§ **To do**:
A) Does the passage about proofreading commas agree with each statement below? For each, answer yes or no and quote the deciding words. (i) The writer grew up in South Africa. (ii) The last proofreading session before the book went to bed lasted six hours. (iii) In the corrected sentence, a semicolon follows "It was a genuine smile".
B) What comes next in the piece on proofreading commas? Continue it after its final sentence.

§ **Extracted text**:

┄┄┄┄┄┄┄┄┄┄

I was handed sample after sample of hardcover books and told to touch and feel. I pretty much commented on the heft and weight of tome, which elicited more groans. Apparently gloss is uncool and satin matte finishes are sexy. I wanted sexy for Byrne and figured the design phase was the end of it.
Turns out there’s sexy in the proofreading process too. Take, for example, commas. I’d like to blame my woeful inadequacy in comma placement on the fact that I was raised in South Africa, a country more influenced by British grammar than American. That’s what the proofreading team at Joggling Board Press assumed when my propensity to use the “Oxford” comma became evident. But in truth I just toss commas into sentences based on reading my own work aloud. I did pass AP style class in journalism school, honest I did. But I immediately began writing scripts instead of articles and in the world of broadcast, punctuation is a rhythm not a rule.
So how, you ask, are commas sexy? Take the moment Byrne first meets Duncan. She is 24, he is 18 and wears a twist at the corner of his mouth that makes her wonder if he’s smiling or laughing at her. This is how the sentence looked before a marathon, nine-hour proofreading session before we put the book to bed .
“I’m a Southerner who misses the water,” he said. It was a genuine smile, she was certain of it, once she saw the sparkle in his eyes.
Alas, the interior designer and the future-editors who are interning at JBP were not as certain of my meaning. So this is how they fixed it.
“I’m a Southerner who misses the water,” he said. It was a genuine smile; she was certain of it once she saw the sparkle in his eyes.

┄┄┄┄┄┄┄┄┄┄

§ **Image entries tied to named regions**:
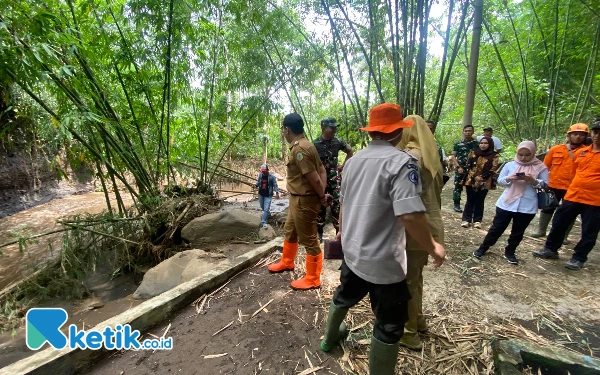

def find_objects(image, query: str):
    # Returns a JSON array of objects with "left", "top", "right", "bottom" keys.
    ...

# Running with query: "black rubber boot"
[{"left": 321, "top": 301, "right": 348, "bottom": 352}]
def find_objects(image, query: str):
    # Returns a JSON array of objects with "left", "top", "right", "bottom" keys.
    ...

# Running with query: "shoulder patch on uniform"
[{"left": 408, "top": 170, "right": 419, "bottom": 185}]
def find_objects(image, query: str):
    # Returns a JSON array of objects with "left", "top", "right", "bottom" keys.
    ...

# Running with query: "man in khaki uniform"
[{"left": 269, "top": 113, "right": 328, "bottom": 290}]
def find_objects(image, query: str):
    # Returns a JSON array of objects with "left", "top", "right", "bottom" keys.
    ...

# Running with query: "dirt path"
[{"left": 86, "top": 253, "right": 343, "bottom": 375}]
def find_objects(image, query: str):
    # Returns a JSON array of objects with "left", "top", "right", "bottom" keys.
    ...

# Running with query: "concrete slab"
[
  {"left": 492, "top": 339, "right": 600, "bottom": 375},
  {"left": 0, "top": 237, "right": 283, "bottom": 375}
]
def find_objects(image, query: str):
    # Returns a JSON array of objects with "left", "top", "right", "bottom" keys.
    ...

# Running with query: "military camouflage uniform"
[
  {"left": 313, "top": 137, "right": 350, "bottom": 238},
  {"left": 452, "top": 139, "right": 479, "bottom": 204}
]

┄┄┄┄┄┄┄┄┄┄

§ **Results for each task**:
A)
(i) Yes: "I was raised in South Africa"
(ii) No: "a marathon, nine-hour proofreading session"
(iii) Yes: "It was a genuine smile; she was certain of it once she saw the sparkle in his eyes."

B)
The first sex scene in “The Other Mother” comes on page 63 – when Byrne and Duncan consummate their almost-instant attraction in Central Park (back then the section known as “the Ramble” really was overgrown and possible to hide in.) But before they’d even unlocked limbs, the unconventional, free-spirited Byrne popped a question that shocked the younger Duncan.
“What kind of wedding shall we have?” she asked him when the spasms of his release still ricocheted through his body. She held him captive for an answer, her long, bare legs wrapped around his solid waist under the cover of her swirling skirt.
Can you spot the problem with the sentence?(and I don’t mean to imply that she should have waited until after the wedding to be tumbling in the Ramble.) The JBP team decided “when the spasms” should be “as the spasms.” I never thought I’d be discussing the grammar of a sex scene in such detail, let alone with super-smart interns, some still in high school.
It turns out nothing shocks them, except bad punctuation. In a scene where a much younger Teresa butts heads with an immigration official, there is much mental cursing. In the book, I indicate inner-dialog by italics, and in this sentence I’m insulted by the immigration official’s assumptions.
“Fuck you mister, I don’t owe Sonny anything.”
Before I could even blush at my own language, the youngest intern at JBP pointed out that I missed a comma after fuck you. Sorry, dear readers, it appears I have a lot of commas to catch up on.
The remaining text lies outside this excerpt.